EXERCÍCIO 1: Atualize o excerto sobre a vitória de Rui Costa na Vuelta: reproduza-o a partir do trecho que contém "O abraço de" e pare depois de "em grandes Voltas.", trocando "Miguel Indurain" por "Miguel Induráin".

━━━━━ EXCERTO DO DOCUMENTO

O abraço de Miguel Indurain, o momento que decidiu a etapa e o regresso do caça-etapas. Rui Costa em entrevista ao TopCycling após vencer na Vuelta a Espanha.
Lekunberri já faz parte da história do ciclismo português. O município navarro – comunidade onde nasceu o maior ciclista espanhol de todos os tempos, Miguel Indurain – foi palco do regresso de Rui Costa às vitórias em grandes Voltas.
O corredor da Intermaché-Circus-Wanty não vencia numa prova de três semanas desde o mágico ano de 2013 onde além das duas etapas no Tour de France se sagrou campeão do mundo em Florença.
Pelo meio Rui Costa não deixou de tentar e ficou perto de levantar os braços em várias ocasiões:
- 3º em Formigal na Vuelta 2020
- 4º em Gijón na Vuelta 2017
- 2º em Piancavallo no Giro 2017
- 2º em Canazei no Giro 2017
- 2º em Bagno di Romagna no Giro 2017
- 2º em Andorra no Tour 2016
Como escreveu o sábio Carlos Arribas no El País, o “triunfo do português, de 36 anos, converte a vitória num argumento contra a velhofobia do pelotão”. Rui Costa partilha esta visão.
“A idade é um número, mas para muitas equipas não é assim que funciona. A juventude entrou com muita força e explosão, os mais veteranos têm pago um pouco essa fatura. De momento não tenho nada para o futuro, esta vitória vai ajudar de certeza. Gostava de continuar nesta equipa que acreditou em mim.”
Rui Costa em declarações ao TopCycling.
João Almeida dinamitou o início de etapa
A 15ª etapa arrancou em Pamplona, capital da comunidade foral de Navarra. A UAE-Emirates animou as hostes e com ataques de Marc Soler e João Almeida dinamitou o início da etapa reduzindo o pelotão a 20 homens a 90km da meta.
Com Jonas Vingegaard junto aos UAE a loucura era tanta que o próprio grupo dianteiro levantou o pé e permitiu a reentrada dos atrasados após cumprirem a primeira hora a 47km/h. Para se ter uma ideia, a média de watts gastos por Rui Costa até pegar a fuga foi 330-350.

━━━━━━━━━━
━━━━━ MATERIAL

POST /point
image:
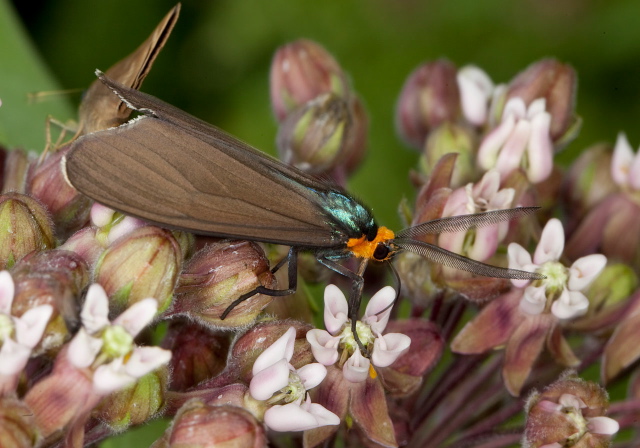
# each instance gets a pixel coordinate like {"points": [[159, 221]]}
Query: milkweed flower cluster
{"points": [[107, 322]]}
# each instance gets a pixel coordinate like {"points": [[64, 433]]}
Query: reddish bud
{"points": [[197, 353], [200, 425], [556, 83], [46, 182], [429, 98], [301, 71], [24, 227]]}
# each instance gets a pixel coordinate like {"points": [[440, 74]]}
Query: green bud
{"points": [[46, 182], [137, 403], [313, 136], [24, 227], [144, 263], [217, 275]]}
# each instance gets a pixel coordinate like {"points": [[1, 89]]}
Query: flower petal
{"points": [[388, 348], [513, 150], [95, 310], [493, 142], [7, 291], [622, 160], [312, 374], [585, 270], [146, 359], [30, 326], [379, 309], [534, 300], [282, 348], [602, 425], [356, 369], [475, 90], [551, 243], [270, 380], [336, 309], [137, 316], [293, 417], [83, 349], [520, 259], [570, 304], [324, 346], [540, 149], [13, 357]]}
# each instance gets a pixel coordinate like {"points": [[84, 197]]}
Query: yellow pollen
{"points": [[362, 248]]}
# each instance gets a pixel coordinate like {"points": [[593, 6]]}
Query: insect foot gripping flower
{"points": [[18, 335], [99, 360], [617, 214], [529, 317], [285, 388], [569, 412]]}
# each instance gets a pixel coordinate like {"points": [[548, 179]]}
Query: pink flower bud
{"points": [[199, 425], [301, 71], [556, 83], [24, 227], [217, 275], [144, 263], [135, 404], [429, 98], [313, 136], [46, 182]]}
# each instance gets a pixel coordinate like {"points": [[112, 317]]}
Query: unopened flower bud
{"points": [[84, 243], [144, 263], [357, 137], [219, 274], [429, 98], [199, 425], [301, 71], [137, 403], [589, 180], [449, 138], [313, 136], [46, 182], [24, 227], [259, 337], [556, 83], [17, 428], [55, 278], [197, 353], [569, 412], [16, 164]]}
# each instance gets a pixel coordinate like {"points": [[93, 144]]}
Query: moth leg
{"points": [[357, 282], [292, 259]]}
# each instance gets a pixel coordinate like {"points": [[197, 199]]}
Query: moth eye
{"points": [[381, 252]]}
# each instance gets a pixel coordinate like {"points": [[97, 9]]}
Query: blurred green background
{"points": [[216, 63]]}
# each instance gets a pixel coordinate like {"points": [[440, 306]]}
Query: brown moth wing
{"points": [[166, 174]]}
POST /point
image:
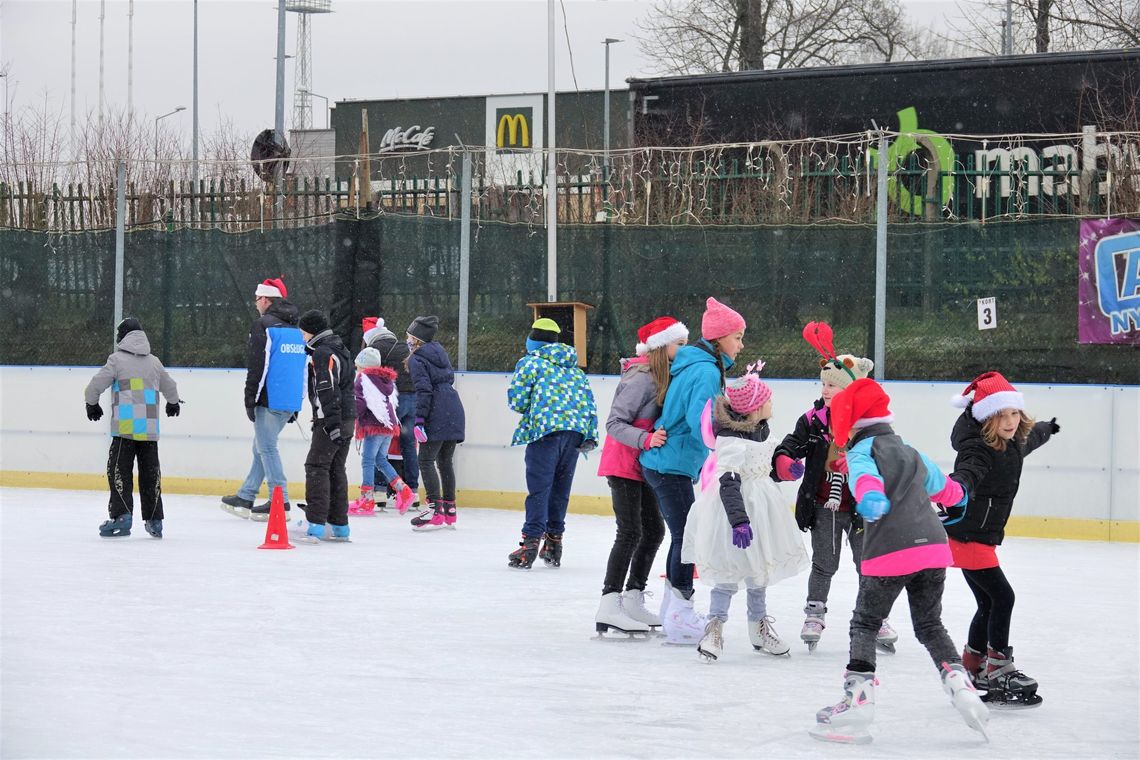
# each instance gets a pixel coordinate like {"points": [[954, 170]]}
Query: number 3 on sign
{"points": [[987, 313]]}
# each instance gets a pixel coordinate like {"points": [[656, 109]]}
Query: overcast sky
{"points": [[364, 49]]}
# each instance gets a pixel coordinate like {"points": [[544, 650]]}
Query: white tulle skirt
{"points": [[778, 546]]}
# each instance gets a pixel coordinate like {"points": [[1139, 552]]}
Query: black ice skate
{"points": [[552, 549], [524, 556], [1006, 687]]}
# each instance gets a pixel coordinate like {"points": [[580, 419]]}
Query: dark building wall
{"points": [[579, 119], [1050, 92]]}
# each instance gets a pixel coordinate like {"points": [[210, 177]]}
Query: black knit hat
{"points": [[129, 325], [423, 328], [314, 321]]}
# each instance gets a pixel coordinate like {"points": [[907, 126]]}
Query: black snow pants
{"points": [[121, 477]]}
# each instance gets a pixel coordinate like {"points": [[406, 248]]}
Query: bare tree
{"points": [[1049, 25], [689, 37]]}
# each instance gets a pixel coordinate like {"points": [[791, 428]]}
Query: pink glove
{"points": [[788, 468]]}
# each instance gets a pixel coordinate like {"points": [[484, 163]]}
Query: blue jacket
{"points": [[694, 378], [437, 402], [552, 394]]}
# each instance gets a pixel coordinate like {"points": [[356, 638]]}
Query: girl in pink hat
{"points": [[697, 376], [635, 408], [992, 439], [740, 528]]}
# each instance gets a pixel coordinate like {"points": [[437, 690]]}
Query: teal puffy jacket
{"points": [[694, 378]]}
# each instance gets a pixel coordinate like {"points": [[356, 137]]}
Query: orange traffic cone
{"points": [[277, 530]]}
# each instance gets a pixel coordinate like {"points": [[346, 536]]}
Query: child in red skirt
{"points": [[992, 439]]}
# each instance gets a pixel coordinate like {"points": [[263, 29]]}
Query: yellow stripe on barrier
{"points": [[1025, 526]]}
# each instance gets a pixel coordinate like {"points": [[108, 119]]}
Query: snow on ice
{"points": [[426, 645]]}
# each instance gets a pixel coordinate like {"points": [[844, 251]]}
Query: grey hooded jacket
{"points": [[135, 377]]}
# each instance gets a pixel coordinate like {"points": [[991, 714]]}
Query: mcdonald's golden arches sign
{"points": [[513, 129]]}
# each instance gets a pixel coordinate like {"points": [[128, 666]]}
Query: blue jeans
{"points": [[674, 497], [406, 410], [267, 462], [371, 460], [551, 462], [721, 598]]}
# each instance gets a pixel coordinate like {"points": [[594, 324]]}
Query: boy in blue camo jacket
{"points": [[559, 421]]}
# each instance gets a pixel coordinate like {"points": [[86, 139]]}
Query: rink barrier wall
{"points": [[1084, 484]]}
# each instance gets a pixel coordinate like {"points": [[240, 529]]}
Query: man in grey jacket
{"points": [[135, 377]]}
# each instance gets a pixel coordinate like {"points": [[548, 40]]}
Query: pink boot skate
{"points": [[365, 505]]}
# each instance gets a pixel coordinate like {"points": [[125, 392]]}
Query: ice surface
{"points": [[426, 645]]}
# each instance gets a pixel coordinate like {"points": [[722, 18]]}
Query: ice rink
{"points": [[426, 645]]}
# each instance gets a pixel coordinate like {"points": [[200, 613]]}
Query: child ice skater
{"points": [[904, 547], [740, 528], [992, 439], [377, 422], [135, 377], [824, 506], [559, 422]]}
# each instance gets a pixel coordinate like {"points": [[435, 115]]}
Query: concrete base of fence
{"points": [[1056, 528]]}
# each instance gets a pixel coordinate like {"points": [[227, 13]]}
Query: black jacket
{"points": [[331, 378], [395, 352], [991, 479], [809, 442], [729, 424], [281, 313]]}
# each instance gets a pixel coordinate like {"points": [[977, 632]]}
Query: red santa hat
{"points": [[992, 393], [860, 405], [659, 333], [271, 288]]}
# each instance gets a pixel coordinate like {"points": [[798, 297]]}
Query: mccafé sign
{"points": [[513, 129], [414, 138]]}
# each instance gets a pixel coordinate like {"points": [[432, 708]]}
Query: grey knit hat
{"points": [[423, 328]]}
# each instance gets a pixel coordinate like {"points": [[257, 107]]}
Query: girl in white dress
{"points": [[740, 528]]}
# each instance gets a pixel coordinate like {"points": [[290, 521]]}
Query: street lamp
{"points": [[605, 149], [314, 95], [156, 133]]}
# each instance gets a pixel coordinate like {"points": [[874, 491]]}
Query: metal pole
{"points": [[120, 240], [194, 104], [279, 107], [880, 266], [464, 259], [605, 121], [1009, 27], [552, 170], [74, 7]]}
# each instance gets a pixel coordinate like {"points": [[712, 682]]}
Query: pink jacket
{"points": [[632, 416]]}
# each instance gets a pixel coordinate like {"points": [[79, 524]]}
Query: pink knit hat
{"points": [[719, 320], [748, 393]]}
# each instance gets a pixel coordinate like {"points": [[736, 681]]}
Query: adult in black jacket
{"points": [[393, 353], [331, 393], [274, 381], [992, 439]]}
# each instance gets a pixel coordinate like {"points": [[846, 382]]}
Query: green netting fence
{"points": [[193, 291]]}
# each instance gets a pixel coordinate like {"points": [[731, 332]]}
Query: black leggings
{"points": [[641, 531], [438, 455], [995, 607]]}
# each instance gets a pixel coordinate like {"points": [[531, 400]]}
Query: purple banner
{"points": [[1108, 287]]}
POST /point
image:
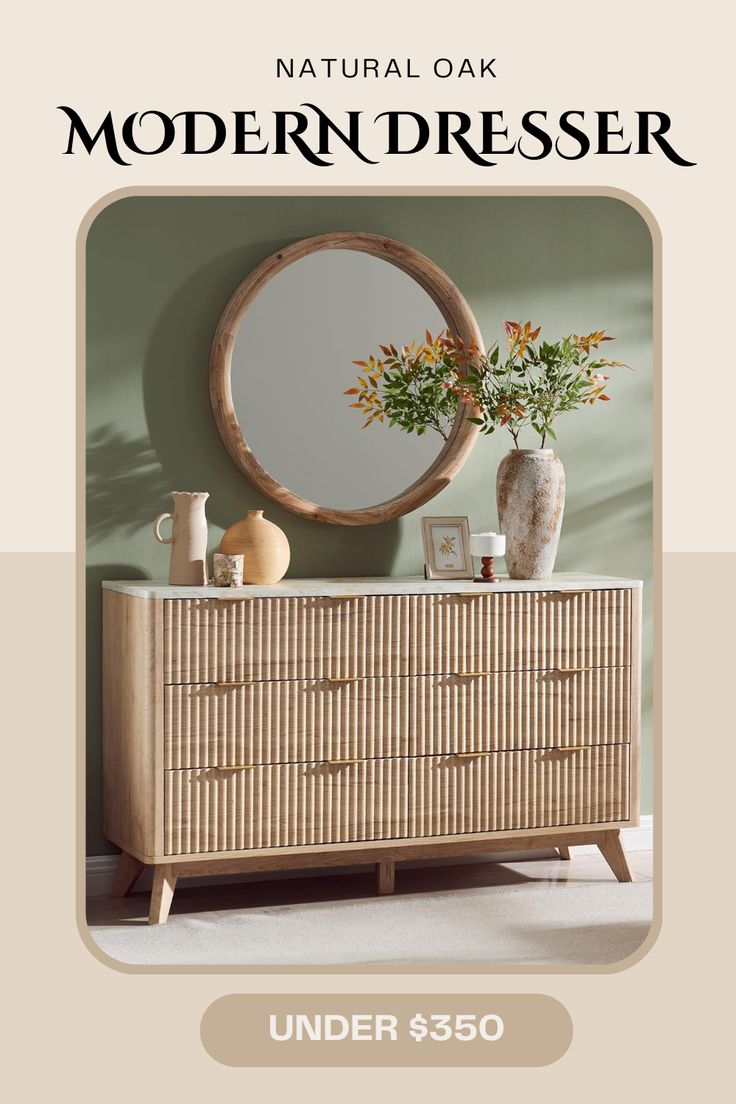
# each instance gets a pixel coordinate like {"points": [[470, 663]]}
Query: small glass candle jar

━━━━━━━━━━

EXERCÍCIO 2: Indique quantas linhas dos registos contêm a palavra "blue". Responda apenas com o número.

RESPOSTA 1:
O abraço de Miguel Induráin, o momento que decidiu a etapa e o regresso do caça-etapas. Rui Costa em entrevista ao TopCycling após vencer na Vuelta a Espanha.
Lekunberri já faz parte da história do ciclismo português. O município navarro – comunidade onde nasceu o maior ciclista espanhol de todos os tempos, Miguel Induráin – foi palco do regresso de Rui Costa às vitórias em grandes Voltas.

RESPOSTA 2: 3